Copy the following listing word for word.

****************

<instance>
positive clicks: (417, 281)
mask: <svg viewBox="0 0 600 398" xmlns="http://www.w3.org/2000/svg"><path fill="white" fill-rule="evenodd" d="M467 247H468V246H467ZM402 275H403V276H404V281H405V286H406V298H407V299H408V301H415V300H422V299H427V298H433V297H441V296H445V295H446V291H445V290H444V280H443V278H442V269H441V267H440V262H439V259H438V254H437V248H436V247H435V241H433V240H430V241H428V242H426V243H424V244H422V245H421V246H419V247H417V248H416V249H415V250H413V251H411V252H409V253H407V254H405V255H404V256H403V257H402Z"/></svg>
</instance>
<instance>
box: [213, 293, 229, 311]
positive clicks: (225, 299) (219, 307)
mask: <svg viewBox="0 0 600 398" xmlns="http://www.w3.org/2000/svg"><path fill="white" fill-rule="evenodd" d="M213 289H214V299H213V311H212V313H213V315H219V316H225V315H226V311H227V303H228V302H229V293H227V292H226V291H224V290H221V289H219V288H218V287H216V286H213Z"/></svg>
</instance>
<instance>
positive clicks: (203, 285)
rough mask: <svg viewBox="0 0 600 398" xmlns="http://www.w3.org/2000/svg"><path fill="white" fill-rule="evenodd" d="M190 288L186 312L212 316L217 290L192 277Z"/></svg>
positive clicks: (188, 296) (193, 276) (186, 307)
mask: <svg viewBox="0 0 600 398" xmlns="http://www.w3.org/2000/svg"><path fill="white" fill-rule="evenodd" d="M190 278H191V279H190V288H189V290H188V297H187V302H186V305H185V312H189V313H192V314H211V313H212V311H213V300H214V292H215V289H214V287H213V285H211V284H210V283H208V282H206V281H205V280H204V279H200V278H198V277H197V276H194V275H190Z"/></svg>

****************

◆ **EXERCISE SOLUTION**:
<instance>
positive clicks: (417, 281)
mask: <svg viewBox="0 0 600 398" xmlns="http://www.w3.org/2000/svg"><path fill="white" fill-rule="evenodd" d="M467 247H468V246H467ZM402 275H403V276H404V281H405V286H406V298H407V299H408V301H415V300H422V299H427V298H433V297H441V296H445V295H446V291H445V290H444V280H443V278H442V269H441V267H440V262H439V259H438V254H437V248H436V247H435V241H433V240H430V241H428V242H426V243H424V244H422V245H421V246H419V247H417V248H416V249H415V250H413V251H411V252H409V253H407V254H405V255H404V256H403V257H402Z"/></svg>
</instance>
<instance>
box: [213, 293, 229, 311]
positive clicks: (225, 299) (219, 307)
mask: <svg viewBox="0 0 600 398" xmlns="http://www.w3.org/2000/svg"><path fill="white" fill-rule="evenodd" d="M213 289H214V299H213V311H212V313H213V315H219V316H225V315H226V311H227V303H228V302H229V293H227V292H226V291H224V290H221V289H219V288H218V287H216V286H213Z"/></svg>
</instance>
<instance>
positive clicks: (203, 285)
rough mask: <svg viewBox="0 0 600 398" xmlns="http://www.w3.org/2000/svg"><path fill="white" fill-rule="evenodd" d="M190 288L186 312L212 316L217 290L192 277Z"/></svg>
positive clicks: (188, 296) (193, 276) (186, 307)
mask: <svg viewBox="0 0 600 398" xmlns="http://www.w3.org/2000/svg"><path fill="white" fill-rule="evenodd" d="M190 278H191V279H190V288H189V290H188V297H187V302H186V305H185V312H189V313H192V314H211V313H212V311H213V300H214V292H215V289H214V287H213V285H211V284H210V283H208V282H206V281H205V280H204V279H200V278H198V277H197V276H194V275H190Z"/></svg>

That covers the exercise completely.